▸ **Dataset entries**

%%

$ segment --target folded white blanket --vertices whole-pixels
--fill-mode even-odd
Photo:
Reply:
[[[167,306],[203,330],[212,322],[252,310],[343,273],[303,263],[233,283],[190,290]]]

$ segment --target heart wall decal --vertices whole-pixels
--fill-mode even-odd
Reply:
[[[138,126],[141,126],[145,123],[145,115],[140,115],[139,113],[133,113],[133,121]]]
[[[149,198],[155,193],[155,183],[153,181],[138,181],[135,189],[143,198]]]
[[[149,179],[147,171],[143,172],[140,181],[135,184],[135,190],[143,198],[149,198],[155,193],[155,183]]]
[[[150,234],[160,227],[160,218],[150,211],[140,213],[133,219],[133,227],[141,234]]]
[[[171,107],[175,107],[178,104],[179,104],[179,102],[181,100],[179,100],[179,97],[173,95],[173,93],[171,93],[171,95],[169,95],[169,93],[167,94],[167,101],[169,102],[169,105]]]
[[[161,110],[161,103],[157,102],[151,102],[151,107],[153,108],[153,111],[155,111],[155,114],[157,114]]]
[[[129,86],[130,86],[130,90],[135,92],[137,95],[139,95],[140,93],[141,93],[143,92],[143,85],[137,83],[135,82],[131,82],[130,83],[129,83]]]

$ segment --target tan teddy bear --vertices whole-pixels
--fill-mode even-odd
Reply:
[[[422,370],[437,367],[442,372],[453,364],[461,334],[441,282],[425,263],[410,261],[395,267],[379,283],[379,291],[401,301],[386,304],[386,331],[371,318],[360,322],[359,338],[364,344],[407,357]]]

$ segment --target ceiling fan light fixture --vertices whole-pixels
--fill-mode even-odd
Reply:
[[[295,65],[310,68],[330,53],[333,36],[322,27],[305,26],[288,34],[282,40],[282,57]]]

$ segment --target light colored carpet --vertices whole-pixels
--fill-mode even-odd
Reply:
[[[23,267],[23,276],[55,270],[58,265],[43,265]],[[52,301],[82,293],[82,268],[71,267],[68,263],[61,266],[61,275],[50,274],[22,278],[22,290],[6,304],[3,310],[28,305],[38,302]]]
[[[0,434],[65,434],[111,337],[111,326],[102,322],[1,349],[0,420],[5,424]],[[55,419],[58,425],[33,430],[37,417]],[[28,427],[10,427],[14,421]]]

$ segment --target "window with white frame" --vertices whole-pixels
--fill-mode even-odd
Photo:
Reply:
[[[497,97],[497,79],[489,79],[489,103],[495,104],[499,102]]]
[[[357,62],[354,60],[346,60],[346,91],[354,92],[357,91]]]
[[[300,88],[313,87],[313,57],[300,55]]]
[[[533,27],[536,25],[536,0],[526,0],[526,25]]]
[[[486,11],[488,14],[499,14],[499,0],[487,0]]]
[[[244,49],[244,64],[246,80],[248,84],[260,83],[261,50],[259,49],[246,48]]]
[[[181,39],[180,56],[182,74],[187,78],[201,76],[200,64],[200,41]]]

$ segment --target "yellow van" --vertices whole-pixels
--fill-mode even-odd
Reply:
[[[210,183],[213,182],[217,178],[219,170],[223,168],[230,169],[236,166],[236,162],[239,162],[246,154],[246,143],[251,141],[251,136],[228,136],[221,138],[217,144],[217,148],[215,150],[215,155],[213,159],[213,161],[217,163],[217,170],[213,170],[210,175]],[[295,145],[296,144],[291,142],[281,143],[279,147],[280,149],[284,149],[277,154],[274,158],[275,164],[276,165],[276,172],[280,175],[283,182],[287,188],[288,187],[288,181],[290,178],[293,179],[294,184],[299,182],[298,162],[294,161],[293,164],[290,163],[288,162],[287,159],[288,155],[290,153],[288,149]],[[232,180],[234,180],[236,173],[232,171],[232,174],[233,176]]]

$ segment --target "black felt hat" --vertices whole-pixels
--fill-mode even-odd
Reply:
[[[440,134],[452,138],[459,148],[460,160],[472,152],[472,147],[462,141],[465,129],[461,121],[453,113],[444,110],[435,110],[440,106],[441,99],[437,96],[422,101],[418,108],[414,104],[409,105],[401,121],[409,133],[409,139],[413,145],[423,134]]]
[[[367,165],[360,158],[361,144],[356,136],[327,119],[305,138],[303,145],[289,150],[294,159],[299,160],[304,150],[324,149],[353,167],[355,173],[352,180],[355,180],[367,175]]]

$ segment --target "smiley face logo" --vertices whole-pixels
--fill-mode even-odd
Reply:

%%

Write out every record shown above, word for word.

$ segment --target folded white blanket --vertices whole-pixels
--fill-mode even-odd
Photo:
Reply:
[[[167,306],[203,330],[212,322],[252,310],[343,273],[303,263],[233,283],[190,290]]]

$ segment --target heart wall decal --vertices whole-pixels
--fill-mode even-odd
Reply:
[[[138,126],[141,126],[145,123],[145,115],[140,115],[139,113],[133,113],[133,121]]]
[[[149,198],[155,193],[155,183],[153,181],[138,181],[135,189],[143,198]]]
[[[149,179],[147,171],[143,172],[140,181],[135,184],[135,190],[143,198],[149,198],[155,193],[155,183]]]
[[[150,234],[160,227],[160,218],[150,211],[140,213],[133,219],[133,227],[141,234]]]
[[[171,107],[175,107],[178,104],[179,104],[179,102],[181,100],[179,100],[179,97],[173,95],[173,93],[171,93],[171,95],[169,95],[169,93],[167,94],[167,101],[169,102],[169,105]]]
[[[161,110],[161,103],[157,102],[151,102],[151,107],[153,108],[153,111],[155,111],[155,114],[157,114]]]
[[[129,86],[130,86],[130,90],[135,92],[137,95],[139,95],[140,93],[141,93],[143,92],[143,85],[137,83],[135,82],[131,82],[130,83],[129,83]]]

$ segment --target tan teddy bear --vertices whole-pixels
--fill-mode even-odd
Reply:
[[[422,370],[437,367],[442,372],[453,364],[461,334],[441,282],[425,263],[410,261],[395,267],[379,283],[379,291],[401,301],[386,304],[386,331],[371,318],[360,322],[359,338],[364,344],[407,357]]]

$ segment --target ceiling fan light fixture --vertices whole-pixels
--fill-mode even-odd
Reply:
[[[295,65],[310,68],[330,53],[333,36],[322,27],[305,26],[288,34],[282,40],[282,57]]]

$ segment --target light colored carpet --vertices whole-pixels
--fill-mode even-odd
Reply:
[[[23,267],[23,276],[55,270],[58,265],[43,265]],[[52,301],[82,293],[82,268],[71,267],[68,263],[61,266],[61,275],[50,274],[22,278],[22,290],[6,304],[3,310],[28,305],[38,302]]]
[[[0,434],[65,434],[111,337],[111,326],[102,322],[1,349],[0,420],[5,424]],[[55,419],[58,425],[33,430],[37,417]],[[28,427],[10,427],[14,421]]]

$ segment --target "window with white frame" --vertices whole-pixels
--fill-mode even-odd
Photo:
Reply:
[[[497,97],[497,79],[489,79],[489,103],[495,104],[499,102]]]
[[[357,62],[354,60],[346,60],[346,91],[354,92],[357,91]]]
[[[300,88],[313,87],[313,57],[300,55]]]
[[[533,27],[536,25],[536,0],[526,0],[526,25]]]
[[[486,11],[488,14],[499,14],[499,0],[487,0]]]
[[[244,49],[244,64],[246,80],[248,84],[260,83],[261,50],[259,49],[246,48]]]
[[[181,39],[180,56],[182,74],[187,78],[201,76],[200,64],[200,41]]]

$ segment --target "yellow van" --vertices whole-pixels
--fill-mode even-odd
Reply:
[[[210,183],[213,182],[217,178],[219,170],[223,168],[230,169],[236,166],[236,162],[239,162],[246,154],[246,143],[251,141],[251,136],[228,136],[221,138],[217,144],[217,148],[215,150],[215,155],[213,159],[213,161],[217,163],[217,170],[213,170],[210,175]],[[295,145],[296,144],[291,142],[281,143],[279,147],[280,149],[284,149],[277,154],[274,158],[275,164],[276,165],[276,172],[280,175],[283,182],[287,188],[288,187],[288,181],[290,178],[293,179],[294,184],[299,182],[298,162],[294,161],[293,164],[290,163],[288,162],[287,159],[288,155],[290,153],[288,149]],[[232,180],[234,180],[236,173],[232,171],[232,174],[233,176]]]

$ segment --target "black felt hat" --vertices whole-pixels
--fill-mode even-odd
Reply:
[[[440,134],[452,138],[459,148],[460,160],[472,152],[472,147],[462,141],[465,129],[461,121],[453,113],[444,110],[435,110],[440,106],[441,99],[437,96],[422,101],[418,108],[414,104],[409,105],[401,121],[409,133],[409,139],[413,145],[423,134]]]
[[[367,165],[360,158],[361,144],[356,136],[327,119],[305,138],[303,145],[289,150],[294,159],[299,160],[304,150],[324,149],[353,167],[355,173],[352,180],[355,180],[367,175]]]

$ segment --target "smiley face logo" --vertices whole-pixels
--fill-mode even-odd
Reply:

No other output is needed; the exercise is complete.